### Passage provided:
** Start **

When I am trying to execute 'sparl.sql' inside an UDF, I am getting java.lang.NullPointerException
. Is there any way, how can I execute that?
import org.apache.spark.sql.functions.udf
import org.apache.spark.sql.{Column, DataFrame, SparkSession}
// Define the UDF
def myUdf(spark: SparkSession): UserDefinedFunction = udf((col1: String, col2: String) => {
// Execute the SQL query
val result = spark.sql(s"SELECT 'Hello World!' as text")
// Return the result as a string
result.toString()
})
// Use the UDF in a DataFrame transformation
def transform(df: DataFrame, col1: Column, col2: Column): DataFrame = {
df.withColumn("result", myUdf(spark)(col1, col2))

** End **

### Material shown:

** Start **

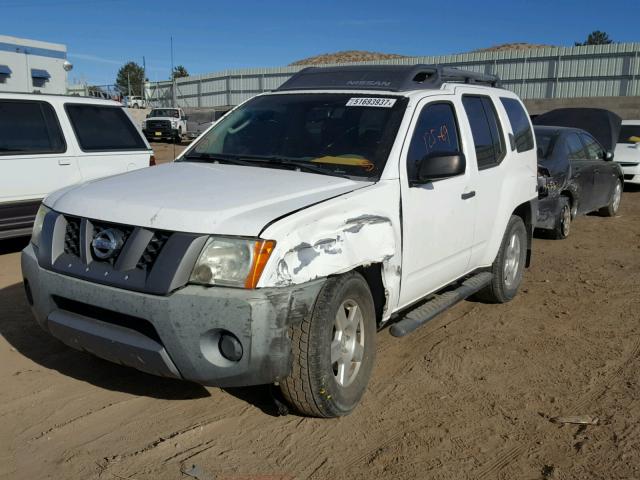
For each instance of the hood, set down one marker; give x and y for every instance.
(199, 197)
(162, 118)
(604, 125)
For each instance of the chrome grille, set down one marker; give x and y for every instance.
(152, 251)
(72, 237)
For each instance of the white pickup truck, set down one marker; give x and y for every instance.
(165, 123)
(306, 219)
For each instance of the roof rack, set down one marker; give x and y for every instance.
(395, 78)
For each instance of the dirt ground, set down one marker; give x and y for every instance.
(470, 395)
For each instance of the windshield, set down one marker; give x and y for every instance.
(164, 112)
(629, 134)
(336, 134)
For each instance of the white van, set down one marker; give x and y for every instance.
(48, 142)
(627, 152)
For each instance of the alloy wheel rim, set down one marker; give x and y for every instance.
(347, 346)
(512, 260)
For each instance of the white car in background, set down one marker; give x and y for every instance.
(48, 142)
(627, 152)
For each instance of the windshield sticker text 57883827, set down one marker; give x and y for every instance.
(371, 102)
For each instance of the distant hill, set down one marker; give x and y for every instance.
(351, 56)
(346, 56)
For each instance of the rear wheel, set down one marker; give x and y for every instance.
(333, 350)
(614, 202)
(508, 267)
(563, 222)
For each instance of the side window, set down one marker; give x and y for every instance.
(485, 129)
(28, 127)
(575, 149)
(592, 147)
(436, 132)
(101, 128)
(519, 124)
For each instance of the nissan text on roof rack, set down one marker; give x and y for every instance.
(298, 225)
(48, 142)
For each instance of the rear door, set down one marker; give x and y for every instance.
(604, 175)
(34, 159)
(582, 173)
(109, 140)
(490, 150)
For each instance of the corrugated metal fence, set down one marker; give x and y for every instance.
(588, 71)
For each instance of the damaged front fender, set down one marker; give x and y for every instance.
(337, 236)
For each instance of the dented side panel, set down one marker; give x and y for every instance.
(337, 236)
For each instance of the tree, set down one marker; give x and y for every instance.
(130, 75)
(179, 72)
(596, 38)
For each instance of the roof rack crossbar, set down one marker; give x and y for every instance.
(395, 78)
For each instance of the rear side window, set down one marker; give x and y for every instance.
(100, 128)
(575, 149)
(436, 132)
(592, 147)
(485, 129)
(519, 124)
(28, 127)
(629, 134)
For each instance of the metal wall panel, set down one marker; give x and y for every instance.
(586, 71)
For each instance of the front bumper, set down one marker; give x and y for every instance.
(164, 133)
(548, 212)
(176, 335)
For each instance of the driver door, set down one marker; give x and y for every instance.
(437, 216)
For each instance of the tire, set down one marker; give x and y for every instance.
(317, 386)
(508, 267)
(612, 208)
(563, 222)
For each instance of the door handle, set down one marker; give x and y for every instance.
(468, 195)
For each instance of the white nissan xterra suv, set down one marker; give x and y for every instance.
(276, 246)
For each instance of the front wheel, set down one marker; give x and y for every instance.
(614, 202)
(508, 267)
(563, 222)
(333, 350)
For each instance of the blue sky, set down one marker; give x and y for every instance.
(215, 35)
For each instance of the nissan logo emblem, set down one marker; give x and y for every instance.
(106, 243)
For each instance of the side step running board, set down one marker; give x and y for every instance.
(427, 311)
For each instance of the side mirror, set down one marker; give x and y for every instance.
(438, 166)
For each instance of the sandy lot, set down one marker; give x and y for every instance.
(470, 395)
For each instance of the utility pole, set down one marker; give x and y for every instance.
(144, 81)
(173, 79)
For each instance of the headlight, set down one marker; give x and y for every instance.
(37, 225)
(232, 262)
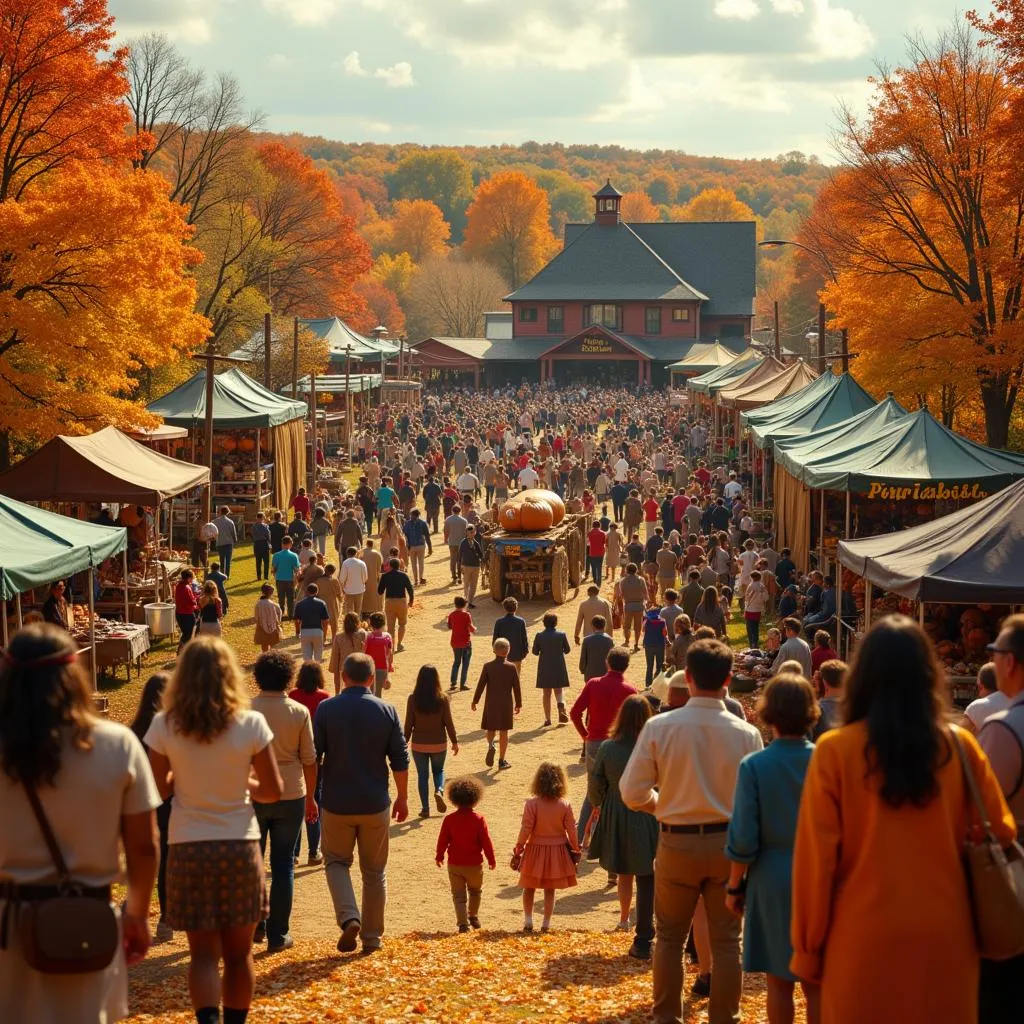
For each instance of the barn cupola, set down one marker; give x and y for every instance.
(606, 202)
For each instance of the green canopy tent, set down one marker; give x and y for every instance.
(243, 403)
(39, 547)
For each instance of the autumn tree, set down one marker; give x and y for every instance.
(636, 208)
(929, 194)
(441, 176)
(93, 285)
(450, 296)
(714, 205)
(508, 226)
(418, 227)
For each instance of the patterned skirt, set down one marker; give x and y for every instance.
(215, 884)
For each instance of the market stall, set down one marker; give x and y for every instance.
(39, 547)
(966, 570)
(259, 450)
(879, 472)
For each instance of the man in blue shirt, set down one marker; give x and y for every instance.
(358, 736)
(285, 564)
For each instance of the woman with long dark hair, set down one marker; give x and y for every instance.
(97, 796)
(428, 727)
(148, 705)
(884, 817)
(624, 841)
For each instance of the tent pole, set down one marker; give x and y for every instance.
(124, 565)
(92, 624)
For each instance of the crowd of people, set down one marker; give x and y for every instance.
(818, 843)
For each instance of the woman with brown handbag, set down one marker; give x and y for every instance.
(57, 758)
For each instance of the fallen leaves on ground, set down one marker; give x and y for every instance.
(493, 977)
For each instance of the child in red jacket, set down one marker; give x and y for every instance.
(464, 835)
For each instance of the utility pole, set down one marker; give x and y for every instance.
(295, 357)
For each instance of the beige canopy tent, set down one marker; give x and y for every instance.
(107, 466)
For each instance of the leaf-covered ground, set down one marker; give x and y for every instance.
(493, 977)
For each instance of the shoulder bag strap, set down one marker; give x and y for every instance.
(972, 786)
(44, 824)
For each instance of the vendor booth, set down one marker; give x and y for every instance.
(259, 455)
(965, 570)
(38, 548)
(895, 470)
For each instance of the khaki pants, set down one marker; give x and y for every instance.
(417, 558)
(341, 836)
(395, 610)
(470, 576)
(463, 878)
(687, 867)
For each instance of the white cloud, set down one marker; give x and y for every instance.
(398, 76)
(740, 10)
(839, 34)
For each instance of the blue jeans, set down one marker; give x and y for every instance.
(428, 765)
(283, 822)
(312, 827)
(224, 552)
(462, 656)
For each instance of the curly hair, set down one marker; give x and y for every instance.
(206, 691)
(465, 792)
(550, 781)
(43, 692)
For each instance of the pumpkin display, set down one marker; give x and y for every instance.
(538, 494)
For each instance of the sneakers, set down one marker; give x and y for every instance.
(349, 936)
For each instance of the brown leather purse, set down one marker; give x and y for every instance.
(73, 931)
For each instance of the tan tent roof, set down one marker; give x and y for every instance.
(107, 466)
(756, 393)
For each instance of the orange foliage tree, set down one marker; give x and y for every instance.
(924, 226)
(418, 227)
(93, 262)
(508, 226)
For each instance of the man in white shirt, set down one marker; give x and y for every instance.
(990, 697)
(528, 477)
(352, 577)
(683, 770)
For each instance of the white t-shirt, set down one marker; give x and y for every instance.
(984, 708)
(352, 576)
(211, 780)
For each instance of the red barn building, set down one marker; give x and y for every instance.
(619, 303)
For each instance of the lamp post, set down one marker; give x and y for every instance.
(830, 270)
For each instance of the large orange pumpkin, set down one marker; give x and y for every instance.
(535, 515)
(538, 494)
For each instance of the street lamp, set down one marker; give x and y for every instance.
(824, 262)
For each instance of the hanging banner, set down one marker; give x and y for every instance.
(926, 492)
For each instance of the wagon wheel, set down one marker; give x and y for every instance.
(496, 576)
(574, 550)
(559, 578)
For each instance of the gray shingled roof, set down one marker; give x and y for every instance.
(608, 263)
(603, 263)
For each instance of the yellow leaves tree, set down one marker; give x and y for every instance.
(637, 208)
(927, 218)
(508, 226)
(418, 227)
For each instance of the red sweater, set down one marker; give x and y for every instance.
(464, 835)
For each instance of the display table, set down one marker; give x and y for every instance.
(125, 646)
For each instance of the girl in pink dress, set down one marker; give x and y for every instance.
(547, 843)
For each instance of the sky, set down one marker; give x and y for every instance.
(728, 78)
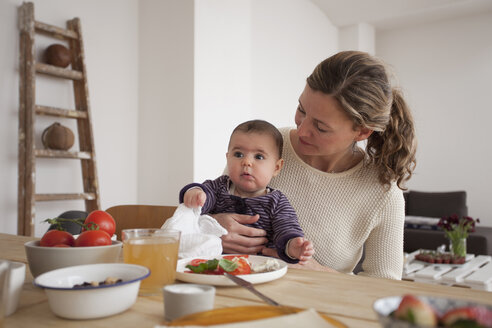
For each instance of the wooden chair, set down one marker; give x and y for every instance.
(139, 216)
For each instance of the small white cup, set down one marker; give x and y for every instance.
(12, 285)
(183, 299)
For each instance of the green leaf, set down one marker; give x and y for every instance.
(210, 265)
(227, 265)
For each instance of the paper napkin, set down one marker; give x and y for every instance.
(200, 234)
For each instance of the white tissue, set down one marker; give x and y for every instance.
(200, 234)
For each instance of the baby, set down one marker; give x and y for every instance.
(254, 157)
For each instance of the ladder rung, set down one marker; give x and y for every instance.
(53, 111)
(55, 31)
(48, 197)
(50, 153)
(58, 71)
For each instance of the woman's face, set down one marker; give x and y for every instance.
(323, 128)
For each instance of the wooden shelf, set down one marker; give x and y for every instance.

** End **
** Start **

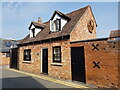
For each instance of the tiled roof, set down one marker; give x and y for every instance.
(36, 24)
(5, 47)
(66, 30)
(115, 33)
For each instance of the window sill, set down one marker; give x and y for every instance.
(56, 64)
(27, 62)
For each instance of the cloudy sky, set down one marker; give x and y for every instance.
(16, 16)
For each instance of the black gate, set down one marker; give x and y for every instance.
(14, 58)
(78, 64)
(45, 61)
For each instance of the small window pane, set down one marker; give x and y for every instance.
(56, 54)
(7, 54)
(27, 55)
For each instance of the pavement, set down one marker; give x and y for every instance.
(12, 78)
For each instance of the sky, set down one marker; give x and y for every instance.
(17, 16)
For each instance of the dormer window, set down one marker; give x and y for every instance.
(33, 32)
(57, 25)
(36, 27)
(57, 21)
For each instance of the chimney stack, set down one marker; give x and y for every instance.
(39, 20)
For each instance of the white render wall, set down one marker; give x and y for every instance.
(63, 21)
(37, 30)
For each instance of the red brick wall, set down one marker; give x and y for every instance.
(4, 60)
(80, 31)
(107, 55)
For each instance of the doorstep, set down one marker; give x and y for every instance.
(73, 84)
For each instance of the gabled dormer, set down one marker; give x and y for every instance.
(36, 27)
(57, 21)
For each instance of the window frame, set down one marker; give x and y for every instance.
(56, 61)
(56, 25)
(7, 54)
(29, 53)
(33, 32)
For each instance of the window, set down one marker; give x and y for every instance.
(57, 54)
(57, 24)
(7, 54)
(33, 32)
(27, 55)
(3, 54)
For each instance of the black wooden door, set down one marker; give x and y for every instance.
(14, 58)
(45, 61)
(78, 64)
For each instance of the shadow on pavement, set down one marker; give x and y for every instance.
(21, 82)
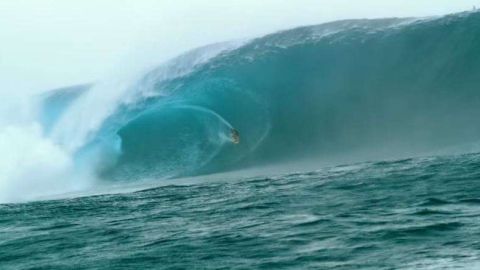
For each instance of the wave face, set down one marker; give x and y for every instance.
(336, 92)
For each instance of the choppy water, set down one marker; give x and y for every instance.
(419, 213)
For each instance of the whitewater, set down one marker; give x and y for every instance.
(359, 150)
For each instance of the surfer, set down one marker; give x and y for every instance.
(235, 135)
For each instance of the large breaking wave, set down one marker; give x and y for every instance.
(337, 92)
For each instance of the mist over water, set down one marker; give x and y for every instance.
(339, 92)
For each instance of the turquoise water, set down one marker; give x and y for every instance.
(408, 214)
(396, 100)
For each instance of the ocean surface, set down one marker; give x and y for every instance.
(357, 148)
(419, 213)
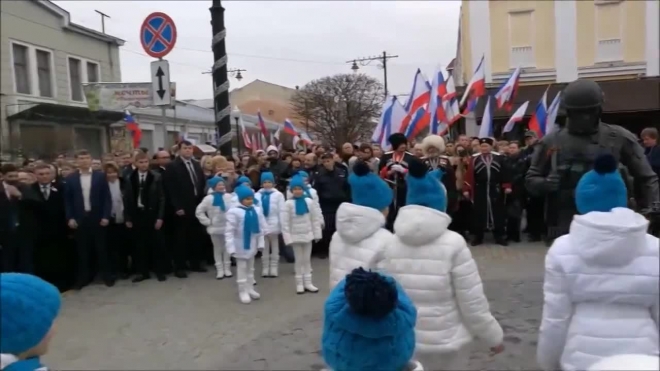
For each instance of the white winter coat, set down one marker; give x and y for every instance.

** End **
** Start **

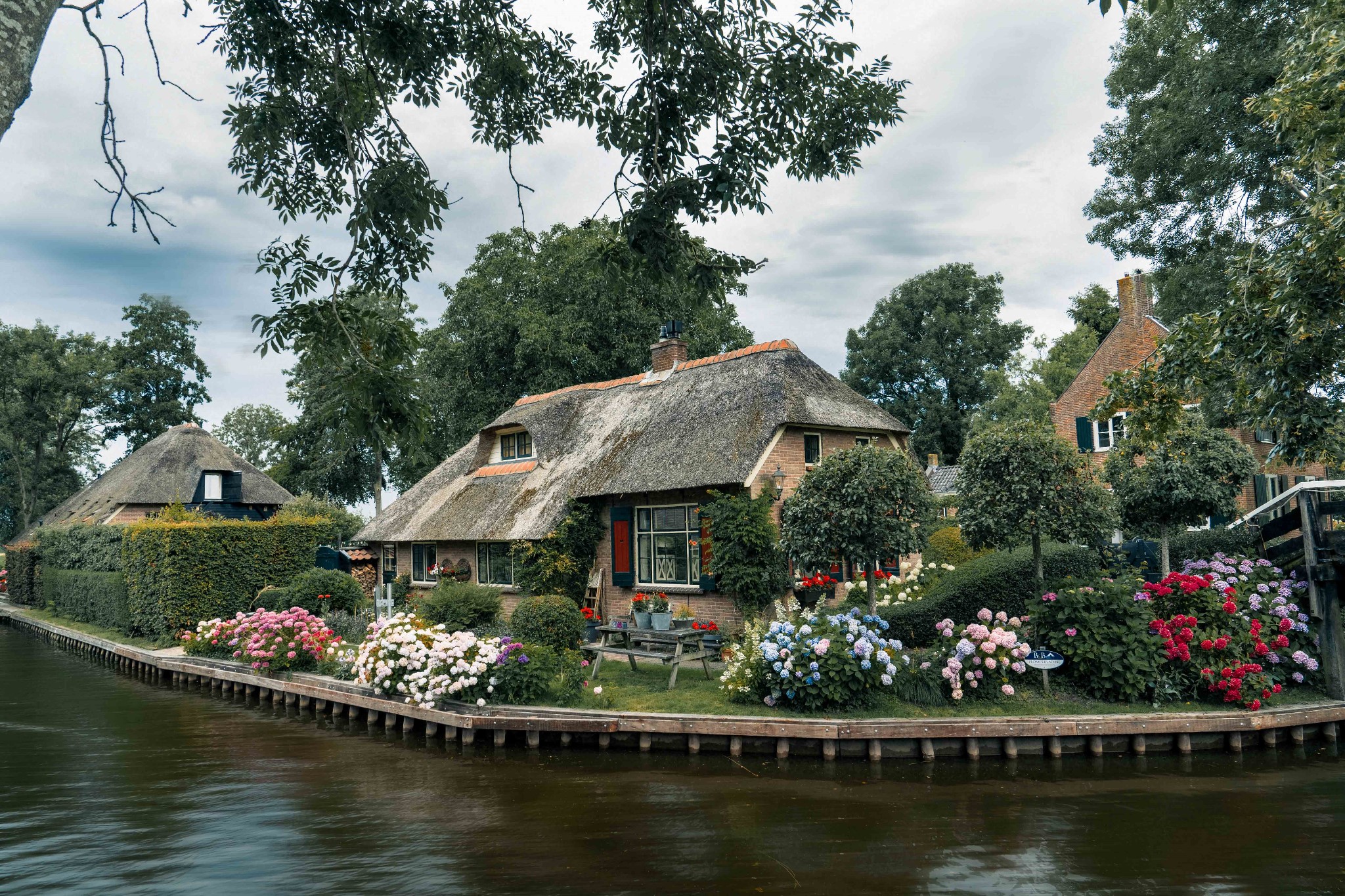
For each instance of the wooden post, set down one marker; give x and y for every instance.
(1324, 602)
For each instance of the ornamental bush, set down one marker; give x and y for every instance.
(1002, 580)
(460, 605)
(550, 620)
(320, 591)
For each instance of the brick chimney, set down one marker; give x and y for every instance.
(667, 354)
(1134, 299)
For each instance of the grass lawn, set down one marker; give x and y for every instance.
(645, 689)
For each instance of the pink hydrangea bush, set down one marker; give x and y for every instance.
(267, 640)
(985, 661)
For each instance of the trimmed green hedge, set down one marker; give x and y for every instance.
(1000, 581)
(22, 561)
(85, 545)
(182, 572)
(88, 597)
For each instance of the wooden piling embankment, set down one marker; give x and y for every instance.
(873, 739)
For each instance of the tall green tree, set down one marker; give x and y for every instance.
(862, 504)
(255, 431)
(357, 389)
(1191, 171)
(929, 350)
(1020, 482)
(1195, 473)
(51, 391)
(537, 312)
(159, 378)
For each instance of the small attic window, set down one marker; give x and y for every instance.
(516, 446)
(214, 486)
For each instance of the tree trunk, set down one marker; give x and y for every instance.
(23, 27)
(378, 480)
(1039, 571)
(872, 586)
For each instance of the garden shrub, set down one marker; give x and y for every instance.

** End **

### Task set:
- 1) Summarize the Spark question above in two sentences.
- 2) Show each line of the records that contains the word "woman".

### Results:
- 1) The writer gets a java.lang.NullPointerException when running spark.sql inside a UDF and asks whether there is any way to execute it. The accompanying Scala code defines a UDF that takes a SparkSession, runs a query selecting 'Hello World!' as text, and returns the result as a string, then applies that UDF through withColumn in a DataFrame transformation.

- 2)
For each instance of the woman with long dark hair, set down one marker; give x and y for every instance.
For each instance of the woman with brown handbag, set down one marker; give x and y for every instance.
For each instance of the woman's face, set down one marker; give x and y for every instance.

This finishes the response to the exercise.